__Quoted text__
** Begin **

It seems to me that there is a paradox here. We were created with the ability to think and analyze yet we were commanded not to be curious. In being curious, we complete our creation yet we put a limit to our existence. If we had desired to live without sin and the consequences of death, then our creation would have been a limited one.

The problem with a paradox is that it cannot be easily settled. Are we not to be curious about the world around us? At what point does our natural curiosity have to be curtailed by the rules of mankind and/or society? At what point must our own internal sense and knowledge of the world tell us that the rules of mankind and/or society are wrong or flawed? At what point must we accept the word of others that some things are wrong? At what point do we make the decision about what is right or wrong? At what point do we accept the responsibility for our own decisions?

** End **

Saved entries:
** Begin **

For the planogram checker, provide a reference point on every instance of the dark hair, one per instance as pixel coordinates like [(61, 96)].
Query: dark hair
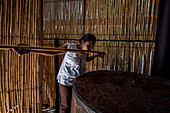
[(87, 37)]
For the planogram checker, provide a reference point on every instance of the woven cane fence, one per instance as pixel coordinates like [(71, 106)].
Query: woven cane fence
[(125, 31)]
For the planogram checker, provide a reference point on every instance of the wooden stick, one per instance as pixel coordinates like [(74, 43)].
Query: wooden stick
[(41, 48)]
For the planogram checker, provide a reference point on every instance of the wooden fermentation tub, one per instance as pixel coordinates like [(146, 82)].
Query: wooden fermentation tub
[(120, 92)]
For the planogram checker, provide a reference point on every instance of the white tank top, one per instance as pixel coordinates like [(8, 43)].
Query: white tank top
[(73, 65)]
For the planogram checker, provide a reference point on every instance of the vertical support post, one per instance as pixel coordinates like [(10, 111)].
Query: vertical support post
[(41, 57), (56, 72), (161, 60), (84, 17)]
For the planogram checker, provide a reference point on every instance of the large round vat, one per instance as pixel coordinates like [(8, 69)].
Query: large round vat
[(120, 92)]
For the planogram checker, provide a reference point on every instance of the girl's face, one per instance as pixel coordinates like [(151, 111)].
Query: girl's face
[(87, 45)]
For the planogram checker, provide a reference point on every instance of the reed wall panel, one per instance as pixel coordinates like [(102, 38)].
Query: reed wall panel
[(19, 75), (125, 30)]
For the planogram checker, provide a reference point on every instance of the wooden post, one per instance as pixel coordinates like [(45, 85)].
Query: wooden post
[(84, 17), (41, 57), (56, 72), (162, 48)]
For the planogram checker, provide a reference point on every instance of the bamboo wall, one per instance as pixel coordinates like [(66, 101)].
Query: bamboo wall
[(126, 30), (19, 76)]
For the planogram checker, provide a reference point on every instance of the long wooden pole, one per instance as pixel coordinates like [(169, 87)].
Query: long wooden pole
[(41, 49)]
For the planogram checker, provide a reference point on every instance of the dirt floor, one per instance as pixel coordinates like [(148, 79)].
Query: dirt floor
[(121, 92)]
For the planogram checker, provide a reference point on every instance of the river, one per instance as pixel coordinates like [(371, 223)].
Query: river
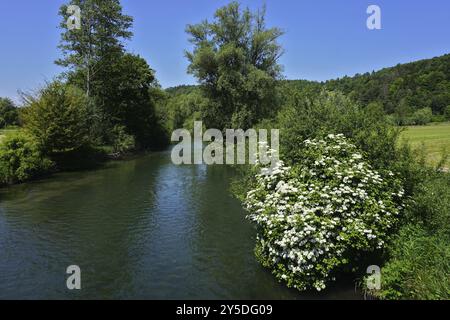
[(138, 229)]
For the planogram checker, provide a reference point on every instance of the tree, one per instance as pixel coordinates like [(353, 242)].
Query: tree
[(21, 158), (422, 116), (8, 113), (90, 49), (235, 59), (130, 93), (447, 112), (58, 118)]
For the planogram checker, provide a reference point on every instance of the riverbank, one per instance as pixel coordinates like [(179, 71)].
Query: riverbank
[(433, 139), (139, 229)]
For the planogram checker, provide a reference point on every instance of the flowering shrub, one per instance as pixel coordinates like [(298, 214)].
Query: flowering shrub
[(314, 217)]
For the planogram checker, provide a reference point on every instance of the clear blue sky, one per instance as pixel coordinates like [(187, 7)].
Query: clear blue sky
[(324, 38)]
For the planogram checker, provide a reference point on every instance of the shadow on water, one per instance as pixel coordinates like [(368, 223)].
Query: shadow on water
[(142, 228)]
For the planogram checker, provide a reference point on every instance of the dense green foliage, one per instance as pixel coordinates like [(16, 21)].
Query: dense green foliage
[(9, 115), (121, 87), (58, 118), (235, 59), (403, 89), (419, 258), (21, 159)]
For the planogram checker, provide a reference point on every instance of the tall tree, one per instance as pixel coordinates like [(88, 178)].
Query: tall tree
[(8, 113), (235, 59), (99, 40)]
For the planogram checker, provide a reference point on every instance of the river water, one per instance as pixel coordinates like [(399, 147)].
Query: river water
[(138, 229)]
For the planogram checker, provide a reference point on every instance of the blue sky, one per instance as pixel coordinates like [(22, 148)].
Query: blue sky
[(324, 38)]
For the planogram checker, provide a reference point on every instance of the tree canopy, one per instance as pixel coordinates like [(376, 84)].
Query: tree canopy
[(235, 58)]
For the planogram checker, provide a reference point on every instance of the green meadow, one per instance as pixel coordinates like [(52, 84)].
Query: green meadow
[(434, 138)]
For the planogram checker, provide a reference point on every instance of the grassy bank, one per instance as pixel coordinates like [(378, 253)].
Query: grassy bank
[(434, 138)]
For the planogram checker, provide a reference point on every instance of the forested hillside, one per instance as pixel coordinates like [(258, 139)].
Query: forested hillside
[(403, 89), (411, 93)]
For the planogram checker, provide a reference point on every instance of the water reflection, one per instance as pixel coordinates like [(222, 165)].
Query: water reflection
[(142, 229)]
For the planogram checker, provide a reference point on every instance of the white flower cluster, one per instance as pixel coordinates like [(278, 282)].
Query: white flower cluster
[(315, 216)]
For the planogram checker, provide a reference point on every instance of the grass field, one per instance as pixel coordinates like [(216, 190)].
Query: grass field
[(434, 138)]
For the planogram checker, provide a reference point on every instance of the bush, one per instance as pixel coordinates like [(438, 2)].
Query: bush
[(447, 112), (8, 113), (58, 118), (422, 116), (122, 142), (317, 216), (21, 159), (419, 267), (419, 259)]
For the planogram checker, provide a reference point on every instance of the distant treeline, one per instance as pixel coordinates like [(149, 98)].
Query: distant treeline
[(410, 93)]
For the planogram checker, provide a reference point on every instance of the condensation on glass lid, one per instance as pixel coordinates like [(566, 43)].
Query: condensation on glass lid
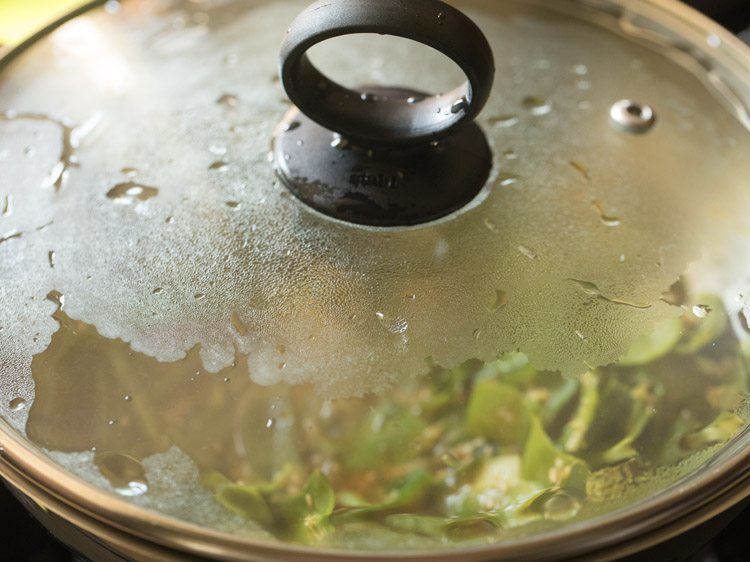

** End **

__Given exercise__
Carry on the reflection about curiosity and its paradox, starting right after its closing question on accepting responsibility for our own decisions.

__Solved problem__
We are all creations of God, each with the ability to think and analyze and with the ability to ask questions about the world around us and about God Himself. Some people get confused by this, thinking that asking questions about God is somehow heresy or sacrilegious. But how do we know who we are if we do not ask questions. Asking questions and seeking the answers does not always mean that we are seeking the status of God; it simply means that we are trying to fulfill the design of creation. Yet, so many church leaders today want to prevent us from studying and thinking in those terms.

It seems to me that there are too many people in the world today who want to tell us how to think and how to live. They are simply not willing to let other people lead their own lives because they, the moral police, feel that they know what the right way to live is and what the wrong way to live is. And they are not satisfied just telling us how to think; they want to tell us what to think.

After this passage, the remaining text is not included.